_What to produce_. Every entry needs to be reproduced exactly.

_Records for processing_.
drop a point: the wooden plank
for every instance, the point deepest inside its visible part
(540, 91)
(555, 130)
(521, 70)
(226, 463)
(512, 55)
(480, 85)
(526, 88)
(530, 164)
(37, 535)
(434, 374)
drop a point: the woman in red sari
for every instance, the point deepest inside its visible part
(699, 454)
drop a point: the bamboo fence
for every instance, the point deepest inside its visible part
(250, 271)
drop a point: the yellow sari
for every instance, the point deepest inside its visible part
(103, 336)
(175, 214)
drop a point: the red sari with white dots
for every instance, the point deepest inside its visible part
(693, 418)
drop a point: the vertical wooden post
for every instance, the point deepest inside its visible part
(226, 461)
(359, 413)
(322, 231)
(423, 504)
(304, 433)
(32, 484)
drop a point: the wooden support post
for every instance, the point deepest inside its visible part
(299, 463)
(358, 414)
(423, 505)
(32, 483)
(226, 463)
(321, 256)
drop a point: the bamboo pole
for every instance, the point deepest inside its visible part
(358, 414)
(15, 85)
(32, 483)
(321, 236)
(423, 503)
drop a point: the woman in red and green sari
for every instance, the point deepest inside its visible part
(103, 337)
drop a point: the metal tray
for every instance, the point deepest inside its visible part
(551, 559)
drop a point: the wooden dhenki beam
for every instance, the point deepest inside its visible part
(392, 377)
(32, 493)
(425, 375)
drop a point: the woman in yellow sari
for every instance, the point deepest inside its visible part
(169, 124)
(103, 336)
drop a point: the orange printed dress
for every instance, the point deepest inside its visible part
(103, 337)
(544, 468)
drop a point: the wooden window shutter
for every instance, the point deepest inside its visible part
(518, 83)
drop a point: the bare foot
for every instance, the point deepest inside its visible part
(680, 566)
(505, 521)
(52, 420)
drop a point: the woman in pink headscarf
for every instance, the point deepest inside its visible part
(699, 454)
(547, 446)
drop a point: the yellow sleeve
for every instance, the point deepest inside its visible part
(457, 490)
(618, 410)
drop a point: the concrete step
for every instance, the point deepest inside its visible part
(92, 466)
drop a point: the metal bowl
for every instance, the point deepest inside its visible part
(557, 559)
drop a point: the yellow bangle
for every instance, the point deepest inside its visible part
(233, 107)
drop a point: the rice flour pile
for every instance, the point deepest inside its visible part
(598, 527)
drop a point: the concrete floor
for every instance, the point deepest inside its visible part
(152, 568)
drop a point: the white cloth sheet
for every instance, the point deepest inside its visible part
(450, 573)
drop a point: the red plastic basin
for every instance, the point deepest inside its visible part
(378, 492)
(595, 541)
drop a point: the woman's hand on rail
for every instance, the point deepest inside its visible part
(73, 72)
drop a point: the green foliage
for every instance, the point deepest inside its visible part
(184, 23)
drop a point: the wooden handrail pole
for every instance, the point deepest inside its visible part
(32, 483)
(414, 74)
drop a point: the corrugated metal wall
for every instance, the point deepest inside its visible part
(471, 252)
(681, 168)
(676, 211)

_Answer for this exercise_.
drop a point: the wooden plank
for every instance, the point deepest inside its visible part
(540, 91)
(555, 130)
(521, 70)
(226, 463)
(512, 55)
(480, 85)
(526, 88)
(530, 164)
(37, 535)
(434, 374)
drop a point: the woman in red sari
for every instance, the point deepest inside its visible part
(699, 454)
drop a point: the bamboo fence
for every instance, the point deepest inside its visible part
(250, 271)
drop a point: the yellow sari
for every instance, the point deepest inside its visible part
(103, 336)
(175, 214)
drop a point: the red sari with white dots
for every instance, the point deepest inside its visible part
(693, 418)
drop a point: the vertical wooden post
for every instance, the point deepest inside its visible part
(226, 461)
(359, 413)
(322, 231)
(423, 504)
(304, 433)
(32, 484)
drop a point: the wooden support post
for every instance, the point deepest inside its visible part
(299, 463)
(358, 414)
(423, 505)
(32, 483)
(226, 463)
(321, 256)
drop a point: the bamboo pole
for every instance, the point deepest inside its visible part
(358, 414)
(15, 85)
(32, 483)
(321, 236)
(423, 503)
drop a point: the woman in red and green sari
for every instance, the point deepest inside its visible part
(103, 337)
drop a point: the metal tray
for every instance, the point deepest inside its visible part
(551, 559)
drop a point: the wooden dhenki beam
for every instance, the point deepest inside its visible part
(392, 377)
(32, 493)
(425, 375)
drop a point: the woman in yellow sari
for every instance, the point deepest inside its visible part
(169, 124)
(103, 336)
drop a point: the orange printed dress
for every instance, the point deepest inside its visible part
(103, 337)
(544, 468)
drop a point: the wooden window shutter
for every instance, the point deepest inside its visible part
(518, 83)
drop a point: the bare foot
for every instance, the point deepest inside its visible part
(680, 566)
(505, 521)
(52, 420)
drop a point: the woman in pink headscarf
for every instance, the point deepest inside its visible part
(699, 454)
(547, 446)
drop a point: the yellow sleeve
for every instance, the point deepest inside its visible part
(457, 490)
(618, 410)
drop a point: the concrete step
for every instance, the point deepest inside its visible part
(92, 466)
drop a point: the metal bowl
for every instance, the point deepest inside its visible part
(557, 559)
drop a point: the yellow bangle
for every instance, the point deepest inside its visible part
(233, 107)
drop a point: the rice flour pile
for every instance, the point deepest inside its visible part
(598, 527)
drop a point: the concrete floor
for every instance, the point deepest inside its visible part
(152, 568)
drop a point: the white cloth sheet
for every instance, the point deepest inside its visible part
(450, 573)
drop a point: the red plastic basin
for every instance, the point deepest inside its visible part
(378, 492)
(595, 541)
drop a point: the woman's hand on rail
for every instance, the point deepest inside its visible part
(73, 72)
drop a point: the green foliage
for every instance, the point deepest inside its visible part
(184, 23)
drop a point: the wooden handrail pole
for every instance, the point deepest inside its visible part
(32, 483)
(414, 74)
drop a point: the corrugated metal wall
for every instance, the point deepest inside its visible part
(471, 252)
(681, 168)
(676, 211)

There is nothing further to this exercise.